■ **Problem**:
Go through the entries below and say how many lines hold the word "commands". Nothing else is needed.
___ Records shown ___
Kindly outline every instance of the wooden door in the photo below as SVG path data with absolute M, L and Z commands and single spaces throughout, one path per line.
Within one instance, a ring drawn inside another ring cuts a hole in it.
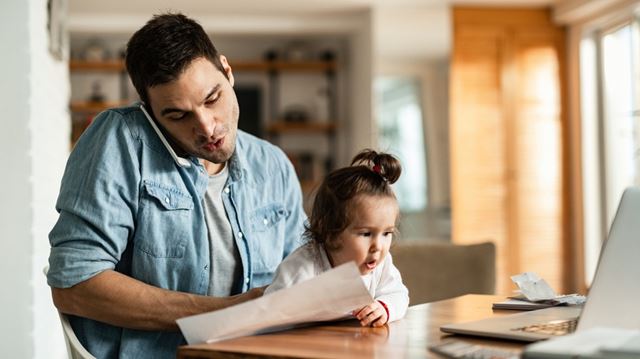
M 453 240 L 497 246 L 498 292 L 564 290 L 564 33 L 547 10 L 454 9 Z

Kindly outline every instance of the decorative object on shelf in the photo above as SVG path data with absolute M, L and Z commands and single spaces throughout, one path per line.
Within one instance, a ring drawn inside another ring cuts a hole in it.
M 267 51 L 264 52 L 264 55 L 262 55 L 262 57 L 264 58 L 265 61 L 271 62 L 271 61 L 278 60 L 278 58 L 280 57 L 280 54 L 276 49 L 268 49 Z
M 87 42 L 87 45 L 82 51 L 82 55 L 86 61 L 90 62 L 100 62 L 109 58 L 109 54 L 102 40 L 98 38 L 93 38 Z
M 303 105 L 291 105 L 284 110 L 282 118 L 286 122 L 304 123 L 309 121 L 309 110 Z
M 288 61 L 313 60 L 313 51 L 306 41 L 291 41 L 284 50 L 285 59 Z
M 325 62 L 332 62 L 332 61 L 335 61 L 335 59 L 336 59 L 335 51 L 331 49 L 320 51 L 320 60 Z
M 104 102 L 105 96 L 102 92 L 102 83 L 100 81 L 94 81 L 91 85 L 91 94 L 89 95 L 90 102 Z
___
___ Records shown ___
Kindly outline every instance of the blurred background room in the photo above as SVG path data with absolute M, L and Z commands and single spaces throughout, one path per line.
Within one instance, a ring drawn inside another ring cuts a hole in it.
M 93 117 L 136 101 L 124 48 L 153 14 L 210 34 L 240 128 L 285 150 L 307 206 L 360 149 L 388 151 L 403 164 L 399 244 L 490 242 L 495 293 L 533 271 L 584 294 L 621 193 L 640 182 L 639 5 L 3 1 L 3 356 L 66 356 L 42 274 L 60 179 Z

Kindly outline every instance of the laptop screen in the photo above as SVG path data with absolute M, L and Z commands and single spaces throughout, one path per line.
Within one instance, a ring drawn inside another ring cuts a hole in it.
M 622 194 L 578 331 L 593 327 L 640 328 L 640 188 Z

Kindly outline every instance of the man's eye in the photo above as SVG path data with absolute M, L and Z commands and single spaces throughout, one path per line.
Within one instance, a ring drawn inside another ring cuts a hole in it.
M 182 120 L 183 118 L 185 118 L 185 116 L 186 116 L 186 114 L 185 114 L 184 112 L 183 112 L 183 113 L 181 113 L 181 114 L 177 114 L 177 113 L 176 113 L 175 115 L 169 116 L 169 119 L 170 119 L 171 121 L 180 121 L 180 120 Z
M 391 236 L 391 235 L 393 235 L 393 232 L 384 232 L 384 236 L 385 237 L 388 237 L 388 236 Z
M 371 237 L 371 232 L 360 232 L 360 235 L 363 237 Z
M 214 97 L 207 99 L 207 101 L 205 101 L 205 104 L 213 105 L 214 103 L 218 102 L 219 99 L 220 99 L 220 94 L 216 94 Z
___
■ **Task answer**:
5